> Task requirements
Recast the records as a two-column CSV with the columns text and answer, one row per record, starting with the line containing "Look at the UI above and find the earlobe." and going on through the line containing "[241,0,265,36]". Put each record's text and its answer in a single quoted field apiece, turn line breaks into spaces, and leave the pictures out.

> Detection examples

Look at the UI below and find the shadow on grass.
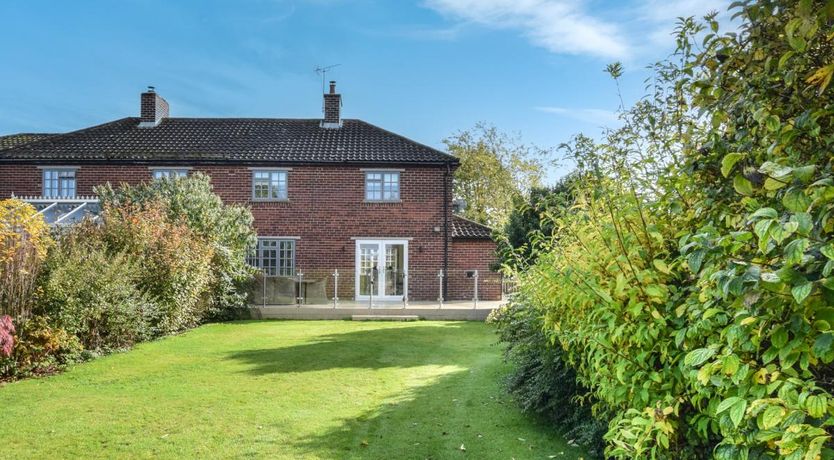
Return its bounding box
[288,365,589,459]
[221,324,469,375]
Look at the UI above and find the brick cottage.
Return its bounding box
[0,82,501,302]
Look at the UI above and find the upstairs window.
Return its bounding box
[43,169,75,198]
[151,168,188,179]
[365,171,400,201]
[249,238,295,276]
[252,171,287,201]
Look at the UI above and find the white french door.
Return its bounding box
[356,240,408,301]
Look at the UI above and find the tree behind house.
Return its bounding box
[443,123,546,227]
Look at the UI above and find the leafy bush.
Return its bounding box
[490,299,608,456]
[0,315,15,358]
[94,202,214,336]
[0,199,51,318]
[42,202,213,344]
[497,175,573,270]
[0,316,82,377]
[96,173,255,319]
[500,1,834,459]
[41,228,157,350]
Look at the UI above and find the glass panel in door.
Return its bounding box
[359,243,379,296]
[384,244,405,296]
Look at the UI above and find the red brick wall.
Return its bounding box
[0,165,500,300]
[449,239,501,300]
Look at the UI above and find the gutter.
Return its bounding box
[443,161,452,298]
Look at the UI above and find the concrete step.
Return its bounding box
[351,315,420,321]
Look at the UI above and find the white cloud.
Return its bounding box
[535,106,619,126]
[424,0,729,60]
[426,0,629,59]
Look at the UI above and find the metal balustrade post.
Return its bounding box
[295,272,304,308]
[472,270,478,309]
[437,268,443,308]
[403,271,408,310]
[333,268,339,308]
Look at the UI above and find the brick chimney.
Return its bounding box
[139,86,168,128]
[321,81,342,128]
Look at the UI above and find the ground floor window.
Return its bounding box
[249,238,295,276]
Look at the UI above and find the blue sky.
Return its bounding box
[0,0,726,180]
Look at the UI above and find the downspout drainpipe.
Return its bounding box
[443,161,452,299]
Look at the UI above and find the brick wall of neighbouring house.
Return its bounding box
[0,165,500,300]
[449,239,501,300]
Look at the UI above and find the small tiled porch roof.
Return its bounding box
[0,133,55,150]
[452,215,492,240]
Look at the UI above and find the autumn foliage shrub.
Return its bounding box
[0,199,51,319]
[42,199,212,349]
[498,1,834,459]
[96,173,255,320]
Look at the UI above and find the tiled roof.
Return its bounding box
[0,117,457,164]
[0,133,55,150]
[452,215,492,240]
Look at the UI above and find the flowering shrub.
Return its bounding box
[0,315,15,358]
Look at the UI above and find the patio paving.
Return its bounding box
[252,300,505,321]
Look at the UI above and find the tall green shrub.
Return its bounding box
[504,1,834,459]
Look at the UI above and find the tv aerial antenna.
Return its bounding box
[316,64,342,94]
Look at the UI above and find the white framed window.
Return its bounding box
[252,171,287,201]
[249,238,295,276]
[365,171,400,201]
[151,168,188,179]
[43,168,75,198]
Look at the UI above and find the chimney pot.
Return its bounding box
[139,86,169,128]
[321,81,342,128]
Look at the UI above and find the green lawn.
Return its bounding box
[0,321,582,459]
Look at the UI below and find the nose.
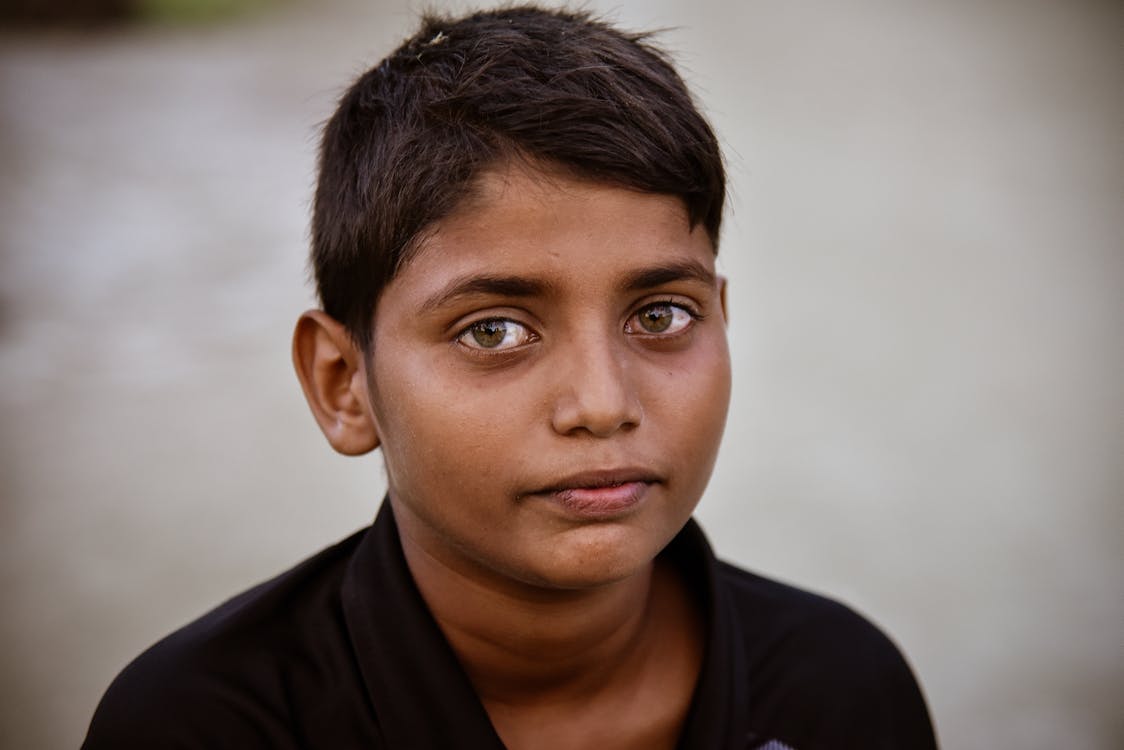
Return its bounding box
[551,341,644,437]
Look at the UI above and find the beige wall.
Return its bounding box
[0,0,1124,750]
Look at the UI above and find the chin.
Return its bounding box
[517,524,669,589]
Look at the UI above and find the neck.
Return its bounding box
[402,528,673,705]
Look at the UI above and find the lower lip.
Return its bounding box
[549,481,649,518]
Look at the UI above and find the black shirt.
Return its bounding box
[82,503,936,750]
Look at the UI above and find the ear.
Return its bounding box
[718,275,729,325]
[292,310,379,455]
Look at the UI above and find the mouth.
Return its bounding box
[527,469,662,519]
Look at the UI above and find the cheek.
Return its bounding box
[372,359,525,495]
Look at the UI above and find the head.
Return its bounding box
[312,7,725,349]
[293,8,729,588]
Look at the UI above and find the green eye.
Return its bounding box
[456,318,532,351]
[625,302,695,335]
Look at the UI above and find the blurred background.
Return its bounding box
[0,0,1124,750]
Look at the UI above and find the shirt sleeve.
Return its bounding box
[82,639,296,750]
[753,602,936,750]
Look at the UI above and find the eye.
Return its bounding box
[456,318,534,352]
[625,302,697,336]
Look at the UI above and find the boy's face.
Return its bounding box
[365,168,729,588]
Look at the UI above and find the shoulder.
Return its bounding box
[718,563,935,750]
[83,534,361,750]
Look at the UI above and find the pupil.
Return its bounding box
[640,305,673,333]
[472,320,507,349]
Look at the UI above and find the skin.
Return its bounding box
[293,164,729,749]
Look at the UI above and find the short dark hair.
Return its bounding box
[311,6,726,350]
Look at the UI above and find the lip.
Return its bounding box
[528,469,661,519]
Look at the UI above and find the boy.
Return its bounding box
[85,7,935,750]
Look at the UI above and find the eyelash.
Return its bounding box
[453,299,706,356]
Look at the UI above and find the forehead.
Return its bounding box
[400,161,714,283]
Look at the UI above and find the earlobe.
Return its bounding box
[292,310,379,455]
[718,275,729,325]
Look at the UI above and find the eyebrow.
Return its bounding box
[422,275,552,310]
[624,261,716,291]
[422,261,715,310]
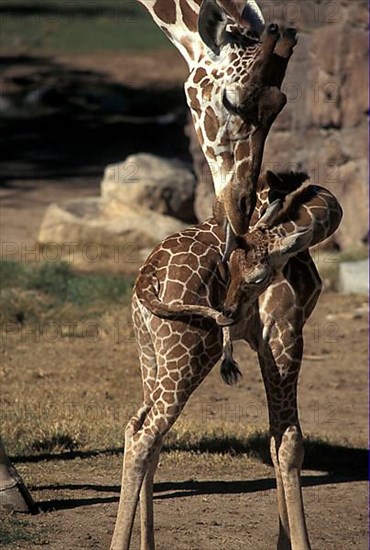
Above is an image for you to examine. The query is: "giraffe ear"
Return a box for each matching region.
[198,0,227,55]
[270,227,312,267]
[241,0,265,36]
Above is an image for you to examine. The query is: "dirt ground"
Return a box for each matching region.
[0,49,368,550]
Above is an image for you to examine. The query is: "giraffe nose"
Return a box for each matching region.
[222,306,236,319]
[222,90,241,115]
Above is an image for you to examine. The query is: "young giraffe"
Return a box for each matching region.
[111,174,342,550]
[139,0,296,235]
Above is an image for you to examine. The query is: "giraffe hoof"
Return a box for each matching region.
[216,313,236,327]
[283,27,297,40]
[267,23,279,34]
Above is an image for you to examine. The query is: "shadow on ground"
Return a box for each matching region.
[12,433,369,480]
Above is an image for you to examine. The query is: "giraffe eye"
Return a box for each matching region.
[248,273,268,285]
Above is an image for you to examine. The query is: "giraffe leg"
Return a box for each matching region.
[140,445,162,550]
[259,336,310,550]
[111,330,221,550]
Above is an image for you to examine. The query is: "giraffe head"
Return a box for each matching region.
[185,0,296,243]
[218,225,312,325]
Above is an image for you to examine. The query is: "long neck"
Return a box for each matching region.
[138,0,205,68]
[138,0,261,68]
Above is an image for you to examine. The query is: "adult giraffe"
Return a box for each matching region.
[139,0,296,244]
[111,173,342,550]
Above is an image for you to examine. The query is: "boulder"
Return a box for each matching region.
[339,259,369,294]
[101,153,196,224]
[38,198,185,253]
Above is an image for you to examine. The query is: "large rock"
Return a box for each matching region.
[38,198,185,254]
[101,153,196,224]
[339,259,369,294]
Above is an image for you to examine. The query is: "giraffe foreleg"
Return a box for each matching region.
[259,332,310,550]
[140,444,162,550]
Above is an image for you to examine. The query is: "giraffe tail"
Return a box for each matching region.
[220,327,242,386]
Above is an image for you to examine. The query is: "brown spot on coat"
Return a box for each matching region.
[153,0,176,25]
[181,0,198,32]
[193,67,207,84]
[204,107,219,141]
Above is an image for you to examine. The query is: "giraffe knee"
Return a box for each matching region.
[278,426,304,473]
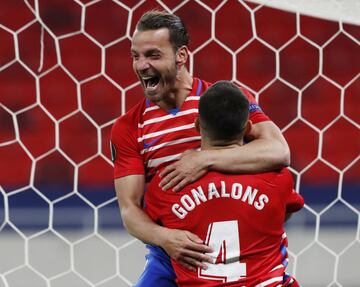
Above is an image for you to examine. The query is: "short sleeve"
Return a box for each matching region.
[278,168,304,213]
[240,87,270,124]
[110,114,145,178]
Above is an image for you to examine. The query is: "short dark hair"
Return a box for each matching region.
[136,10,189,51]
[199,81,249,144]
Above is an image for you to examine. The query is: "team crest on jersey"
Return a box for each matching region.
[110,141,116,162]
[249,104,262,113]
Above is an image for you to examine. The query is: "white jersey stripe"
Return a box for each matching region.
[141,136,201,154]
[269,264,284,273]
[143,96,200,115]
[138,109,198,128]
[255,276,283,287]
[143,105,160,115]
[138,123,195,142]
[147,153,181,168]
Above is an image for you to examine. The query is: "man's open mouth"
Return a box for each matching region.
[142,76,160,88]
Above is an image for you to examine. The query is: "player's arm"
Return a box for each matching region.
[115,175,212,270]
[161,121,290,191]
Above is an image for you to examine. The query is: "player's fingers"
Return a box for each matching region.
[173,177,190,192]
[159,170,178,187]
[181,256,208,271]
[177,261,196,272]
[185,242,213,253]
[159,164,176,178]
[182,250,214,267]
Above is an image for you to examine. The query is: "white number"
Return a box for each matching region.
[198,220,246,282]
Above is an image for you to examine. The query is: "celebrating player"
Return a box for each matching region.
[145,81,304,287]
[111,11,289,287]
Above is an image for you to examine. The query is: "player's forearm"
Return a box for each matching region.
[204,139,290,173]
[121,205,166,246]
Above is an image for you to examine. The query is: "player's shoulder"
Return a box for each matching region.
[245,168,292,188]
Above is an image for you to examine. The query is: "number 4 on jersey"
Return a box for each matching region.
[198,220,246,282]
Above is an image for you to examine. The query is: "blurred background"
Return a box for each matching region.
[0,0,360,287]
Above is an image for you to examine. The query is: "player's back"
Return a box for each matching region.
[146,169,301,287]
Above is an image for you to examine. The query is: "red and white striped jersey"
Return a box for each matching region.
[111,78,269,179]
[144,169,304,287]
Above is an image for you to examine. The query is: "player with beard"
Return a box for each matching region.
[145,81,304,287]
[111,11,289,286]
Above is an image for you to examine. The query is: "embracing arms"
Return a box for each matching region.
[160,121,290,191]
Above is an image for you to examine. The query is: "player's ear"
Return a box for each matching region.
[175,46,189,66]
[194,117,200,132]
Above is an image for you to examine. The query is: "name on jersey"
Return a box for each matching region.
[171,181,269,219]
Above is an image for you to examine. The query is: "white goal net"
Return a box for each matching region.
[0,0,360,287]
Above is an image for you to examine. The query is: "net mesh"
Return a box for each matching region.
[0,0,360,287]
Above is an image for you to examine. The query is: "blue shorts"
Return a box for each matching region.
[134,244,177,287]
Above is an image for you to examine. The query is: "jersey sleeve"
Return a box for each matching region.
[278,168,304,213]
[240,87,270,124]
[110,111,145,178]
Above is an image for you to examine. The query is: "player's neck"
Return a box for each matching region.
[201,138,244,150]
[158,67,193,110]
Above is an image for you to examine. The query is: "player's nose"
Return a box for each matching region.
[136,57,150,72]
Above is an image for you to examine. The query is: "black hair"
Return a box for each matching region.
[136,10,189,51]
[199,81,249,144]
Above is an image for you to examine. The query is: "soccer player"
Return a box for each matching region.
[145,81,304,287]
[111,11,289,287]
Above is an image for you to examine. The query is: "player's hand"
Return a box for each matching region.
[161,229,213,271]
[160,150,209,192]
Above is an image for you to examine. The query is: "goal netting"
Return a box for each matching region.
[0,0,360,287]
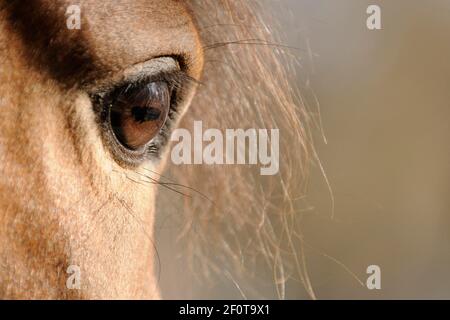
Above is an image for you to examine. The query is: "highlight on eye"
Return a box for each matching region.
[108,81,171,150]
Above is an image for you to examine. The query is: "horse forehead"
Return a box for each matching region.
[81,0,198,63]
[6,0,201,80]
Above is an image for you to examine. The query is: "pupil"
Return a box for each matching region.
[131,106,161,123]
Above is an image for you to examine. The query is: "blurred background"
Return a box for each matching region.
[156,0,450,299]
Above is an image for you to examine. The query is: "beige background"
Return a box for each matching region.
[157,0,450,299]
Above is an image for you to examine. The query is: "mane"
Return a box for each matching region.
[158,0,315,298]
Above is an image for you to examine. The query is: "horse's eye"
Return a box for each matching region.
[109,81,170,150]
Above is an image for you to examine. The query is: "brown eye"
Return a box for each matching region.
[110,81,170,150]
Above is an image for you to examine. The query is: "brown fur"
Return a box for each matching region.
[0,0,202,298]
[0,0,314,298]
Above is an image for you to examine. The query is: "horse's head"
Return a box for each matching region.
[0,0,203,298]
[0,0,313,298]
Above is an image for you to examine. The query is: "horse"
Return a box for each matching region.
[0,0,314,299]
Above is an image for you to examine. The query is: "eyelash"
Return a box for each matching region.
[90,71,192,163]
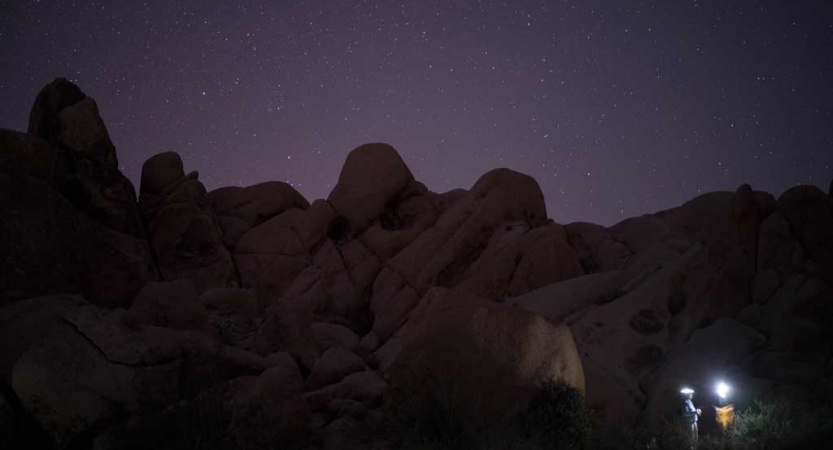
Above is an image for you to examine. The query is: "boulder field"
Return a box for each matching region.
[0,79,833,449]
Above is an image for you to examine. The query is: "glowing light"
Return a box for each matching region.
[715,381,732,398]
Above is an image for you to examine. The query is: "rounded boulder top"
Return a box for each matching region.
[140,152,185,193]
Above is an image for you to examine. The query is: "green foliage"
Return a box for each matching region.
[726,398,833,450]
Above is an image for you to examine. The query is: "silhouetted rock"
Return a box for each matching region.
[0,174,157,306]
[305,347,364,391]
[391,288,584,423]
[208,181,309,227]
[777,185,833,280]
[139,152,237,292]
[130,279,208,330]
[327,144,415,236]
[0,129,144,238]
[28,78,118,169]
[564,222,632,273]
[0,79,833,442]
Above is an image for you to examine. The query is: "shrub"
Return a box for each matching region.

> Task solution
text,answer
"Look at the UI above and find the earlobe. Return its bounding box","[292,310,379,455] [718,275,729,325]"
"Look at the UI above and find the eyebrow. Return its bounding box","[422,275,552,310] [624,261,716,291] [422,261,715,310]"
"Above is an image for you to examine. The query is: ""giraffe ear"" Return a box for each matching region.","[198,0,227,55] [270,227,312,267] [241,0,265,36]"